## Work instructions
Count the lines in the data below that contain the word "floor", and reply with that number alone.

::::::::

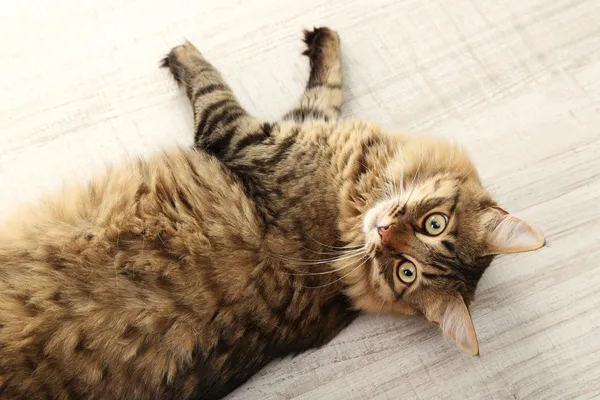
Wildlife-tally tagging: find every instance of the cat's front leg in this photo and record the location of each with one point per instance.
(219, 119)
(323, 96)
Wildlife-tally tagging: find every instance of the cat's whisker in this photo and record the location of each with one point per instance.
(344, 256)
(361, 258)
(332, 247)
(339, 279)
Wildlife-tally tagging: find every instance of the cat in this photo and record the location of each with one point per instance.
(181, 275)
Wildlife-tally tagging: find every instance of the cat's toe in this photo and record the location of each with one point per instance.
(321, 42)
(181, 59)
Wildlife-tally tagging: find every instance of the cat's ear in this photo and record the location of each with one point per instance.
(508, 234)
(452, 315)
(456, 322)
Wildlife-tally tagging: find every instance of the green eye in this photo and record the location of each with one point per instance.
(435, 224)
(407, 272)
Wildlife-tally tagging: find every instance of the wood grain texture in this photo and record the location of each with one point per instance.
(518, 82)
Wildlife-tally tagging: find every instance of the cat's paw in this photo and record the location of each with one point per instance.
(322, 44)
(181, 60)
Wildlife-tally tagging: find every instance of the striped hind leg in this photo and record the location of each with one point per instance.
(219, 119)
(323, 96)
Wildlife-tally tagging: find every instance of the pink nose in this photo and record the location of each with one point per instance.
(384, 232)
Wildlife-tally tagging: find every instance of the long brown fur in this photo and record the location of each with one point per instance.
(181, 275)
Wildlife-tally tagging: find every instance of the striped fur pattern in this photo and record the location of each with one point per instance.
(181, 275)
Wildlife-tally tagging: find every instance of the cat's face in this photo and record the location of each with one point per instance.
(433, 235)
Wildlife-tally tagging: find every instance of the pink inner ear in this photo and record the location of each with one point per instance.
(502, 210)
(457, 323)
(512, 235)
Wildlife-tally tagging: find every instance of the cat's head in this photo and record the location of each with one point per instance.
(433, 234)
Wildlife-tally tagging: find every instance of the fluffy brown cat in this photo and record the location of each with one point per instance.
(180, 276)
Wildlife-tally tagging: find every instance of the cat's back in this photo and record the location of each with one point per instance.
(112, 278)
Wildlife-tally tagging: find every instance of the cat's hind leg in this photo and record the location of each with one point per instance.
(323, 95)
(218, 116)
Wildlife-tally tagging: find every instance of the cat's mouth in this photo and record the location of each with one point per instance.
(374, 220)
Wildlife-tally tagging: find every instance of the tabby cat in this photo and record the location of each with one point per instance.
(180, 276)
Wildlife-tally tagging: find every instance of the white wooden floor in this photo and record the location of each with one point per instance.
(517, 81)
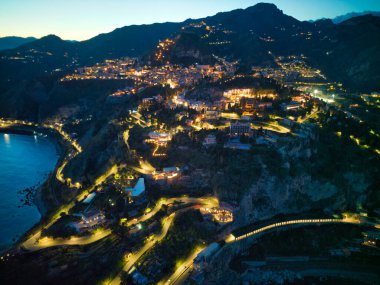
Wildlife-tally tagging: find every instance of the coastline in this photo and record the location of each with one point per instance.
(38, 199)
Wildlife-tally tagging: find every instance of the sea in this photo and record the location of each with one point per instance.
(25, 162)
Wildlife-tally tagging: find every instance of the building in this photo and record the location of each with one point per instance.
(204, 257)
(291, 106)
(209, 140)
(138, 190)
(91, 219)
(240, 128)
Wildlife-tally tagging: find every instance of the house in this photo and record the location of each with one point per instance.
(138, 190)
(291, 106)
(91, 219)
(205, 255)
(209, 140)
(240, 128)
(89, 198)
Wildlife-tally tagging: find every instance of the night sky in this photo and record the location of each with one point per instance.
(83, 19)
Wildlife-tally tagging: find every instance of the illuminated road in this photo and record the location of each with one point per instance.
(49, 242)
(205, 201)
(65, 136)
(231, 238)
(32, 242)
(167, 221)
(182, 272)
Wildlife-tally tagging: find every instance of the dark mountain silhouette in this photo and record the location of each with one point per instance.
(14, 42)
(347, 16)
(348, 52)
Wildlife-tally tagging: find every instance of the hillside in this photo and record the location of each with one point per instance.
(14, 42)
(348, 52)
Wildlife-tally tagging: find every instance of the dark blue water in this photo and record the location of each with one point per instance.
(25, 161)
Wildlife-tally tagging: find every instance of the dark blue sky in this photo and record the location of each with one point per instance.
(82, 19)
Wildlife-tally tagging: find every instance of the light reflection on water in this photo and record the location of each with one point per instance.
(25, 161)
(7, 139)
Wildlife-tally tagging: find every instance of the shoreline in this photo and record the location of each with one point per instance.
(59, 146)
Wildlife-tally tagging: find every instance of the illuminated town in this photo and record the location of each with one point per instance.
(187, 164)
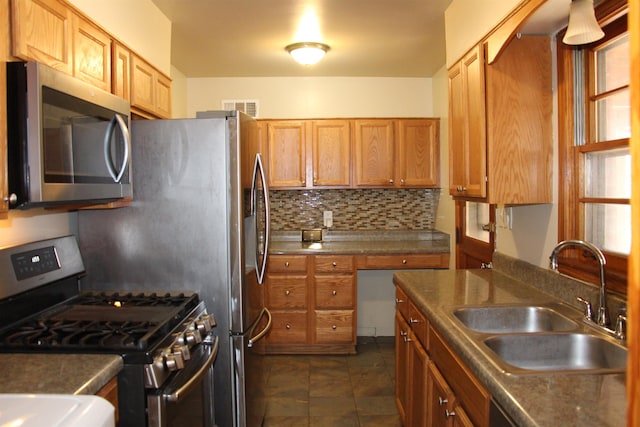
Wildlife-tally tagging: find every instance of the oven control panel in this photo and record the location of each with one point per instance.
(35, 262)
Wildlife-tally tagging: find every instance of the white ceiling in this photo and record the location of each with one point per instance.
(375, 38)
(246, 38)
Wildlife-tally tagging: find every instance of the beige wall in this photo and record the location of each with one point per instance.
(467, 21)
(311, 97)
(138, 23)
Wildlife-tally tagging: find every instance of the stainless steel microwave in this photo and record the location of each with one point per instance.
(68, 142)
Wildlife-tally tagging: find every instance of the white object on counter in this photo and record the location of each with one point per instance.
(55, 410)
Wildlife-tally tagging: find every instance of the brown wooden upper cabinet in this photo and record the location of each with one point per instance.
(397, 153)
(500, 135)
(48, 31)
(308, 153)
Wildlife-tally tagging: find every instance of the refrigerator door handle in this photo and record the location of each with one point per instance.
(257, 337)
(258, 173)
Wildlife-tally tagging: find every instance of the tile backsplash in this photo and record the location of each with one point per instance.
(355, 209)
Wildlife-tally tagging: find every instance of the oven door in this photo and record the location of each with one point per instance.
(187, 399)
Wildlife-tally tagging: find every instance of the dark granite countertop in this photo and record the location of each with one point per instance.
(530, 400)
(57, 373)
(362, 242)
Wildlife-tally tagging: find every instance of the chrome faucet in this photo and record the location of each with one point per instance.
(603, 311)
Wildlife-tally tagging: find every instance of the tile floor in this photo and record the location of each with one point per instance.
(334, 391)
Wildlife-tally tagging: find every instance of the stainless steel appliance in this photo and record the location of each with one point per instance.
(200, 217)
(165, 339)
(68, 142)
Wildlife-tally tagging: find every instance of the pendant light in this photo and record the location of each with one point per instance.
(583, 27)
(307, 53)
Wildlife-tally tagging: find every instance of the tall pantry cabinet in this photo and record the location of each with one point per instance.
(500, 132)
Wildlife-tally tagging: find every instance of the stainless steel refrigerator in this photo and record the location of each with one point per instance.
(199, 221)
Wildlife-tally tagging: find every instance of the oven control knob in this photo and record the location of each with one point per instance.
(174, 361)
(182, 351)
(203, 324)
(192, 337)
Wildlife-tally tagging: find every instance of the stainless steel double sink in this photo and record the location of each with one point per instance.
(541, 338)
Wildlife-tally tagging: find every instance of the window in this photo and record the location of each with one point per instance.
(595, 161)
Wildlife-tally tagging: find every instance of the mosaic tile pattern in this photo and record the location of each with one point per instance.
(355, 209)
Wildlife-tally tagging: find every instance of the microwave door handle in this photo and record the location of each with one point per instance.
(116, 120)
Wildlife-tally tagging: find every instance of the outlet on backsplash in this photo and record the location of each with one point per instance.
(327, 219)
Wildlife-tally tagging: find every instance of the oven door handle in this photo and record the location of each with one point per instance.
(177, 395)
(257, 337)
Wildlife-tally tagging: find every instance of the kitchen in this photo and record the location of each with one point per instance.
(531, 242)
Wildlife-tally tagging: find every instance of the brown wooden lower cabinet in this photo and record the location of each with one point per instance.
(433, 386)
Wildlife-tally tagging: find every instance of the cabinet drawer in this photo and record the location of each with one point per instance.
(404, 261)
(287, 292)
(334, 263)
(402, 303)
(288, 327)
(334, 327)
(418, 324)
(473, 396)
(287, 264)
(335, 291)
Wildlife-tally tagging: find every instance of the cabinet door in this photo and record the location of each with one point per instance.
(91, 54)
(142, 82)
(418, 153)
(162, 87)
(402, 366)
(418, 398)
(374, 153)
(473, 70)
(457, 131)
(41, 32)
(441, 399)
(121, 72)
(331, 153)
(286, 142)
(467, 126)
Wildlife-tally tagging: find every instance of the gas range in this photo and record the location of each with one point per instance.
(164, 338)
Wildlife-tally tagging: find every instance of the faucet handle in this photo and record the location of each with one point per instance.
(588, 310)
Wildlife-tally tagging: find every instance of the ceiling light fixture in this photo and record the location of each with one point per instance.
(307, 53)
(583, 27)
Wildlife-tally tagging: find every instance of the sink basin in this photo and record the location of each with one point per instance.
(513, 319)
(558, 352)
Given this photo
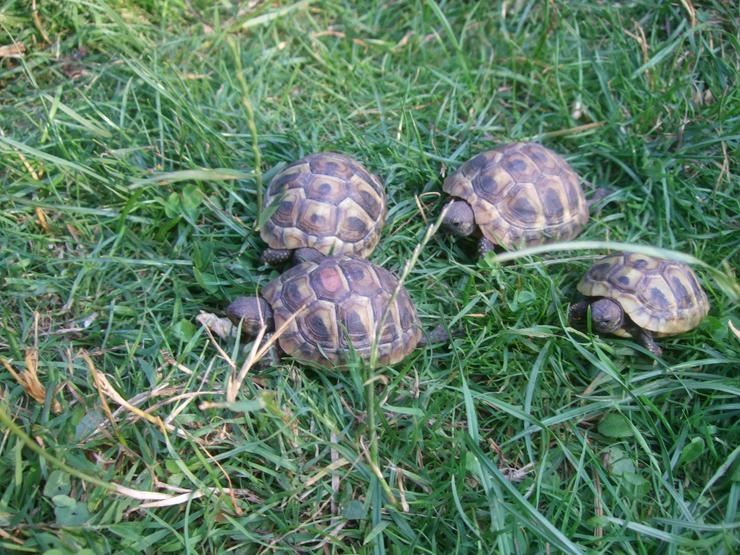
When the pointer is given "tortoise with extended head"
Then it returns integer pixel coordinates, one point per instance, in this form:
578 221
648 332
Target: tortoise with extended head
324 204
517 195
635 295
343 303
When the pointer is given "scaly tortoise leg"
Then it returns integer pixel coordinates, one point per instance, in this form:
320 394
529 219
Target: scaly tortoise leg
485 246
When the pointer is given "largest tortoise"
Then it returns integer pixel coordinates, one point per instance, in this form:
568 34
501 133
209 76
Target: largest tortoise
333 306
640 296
323 204
517 195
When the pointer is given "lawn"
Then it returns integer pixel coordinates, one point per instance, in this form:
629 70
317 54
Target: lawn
134 139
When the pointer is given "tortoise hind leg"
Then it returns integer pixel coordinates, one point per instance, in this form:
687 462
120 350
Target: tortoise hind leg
485 246
437 335
276 257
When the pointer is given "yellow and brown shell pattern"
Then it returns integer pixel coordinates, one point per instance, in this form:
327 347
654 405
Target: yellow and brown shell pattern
345 299
661 296
326 201
522 194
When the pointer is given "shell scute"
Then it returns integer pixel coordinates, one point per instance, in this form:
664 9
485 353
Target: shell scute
328 202
344 300
659 295
521 194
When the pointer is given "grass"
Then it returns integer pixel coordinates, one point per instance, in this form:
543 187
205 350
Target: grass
135 138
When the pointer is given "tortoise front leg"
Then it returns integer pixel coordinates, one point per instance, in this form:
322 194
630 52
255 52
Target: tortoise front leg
485 246
645 338
305 254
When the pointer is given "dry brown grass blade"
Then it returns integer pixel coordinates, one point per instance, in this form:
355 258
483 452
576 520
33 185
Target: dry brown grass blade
106 390
28 379
41 215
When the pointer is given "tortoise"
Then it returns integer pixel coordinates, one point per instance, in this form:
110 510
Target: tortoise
640 296
325 203
517 195
341 303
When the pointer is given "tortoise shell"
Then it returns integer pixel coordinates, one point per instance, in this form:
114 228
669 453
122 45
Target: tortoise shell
328 202
661 296
522 194
345 299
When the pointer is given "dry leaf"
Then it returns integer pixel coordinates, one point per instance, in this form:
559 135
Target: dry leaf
29 379
14 50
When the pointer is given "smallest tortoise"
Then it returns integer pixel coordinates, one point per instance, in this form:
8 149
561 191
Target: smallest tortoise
635 295
517 195
342 303
323 204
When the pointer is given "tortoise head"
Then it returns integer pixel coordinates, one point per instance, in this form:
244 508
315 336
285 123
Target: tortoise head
254 312
460 219
607 315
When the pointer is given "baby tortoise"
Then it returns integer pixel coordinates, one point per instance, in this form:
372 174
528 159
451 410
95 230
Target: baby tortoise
635 295
324 204
343 300
517 195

::::::::

## Right answer
2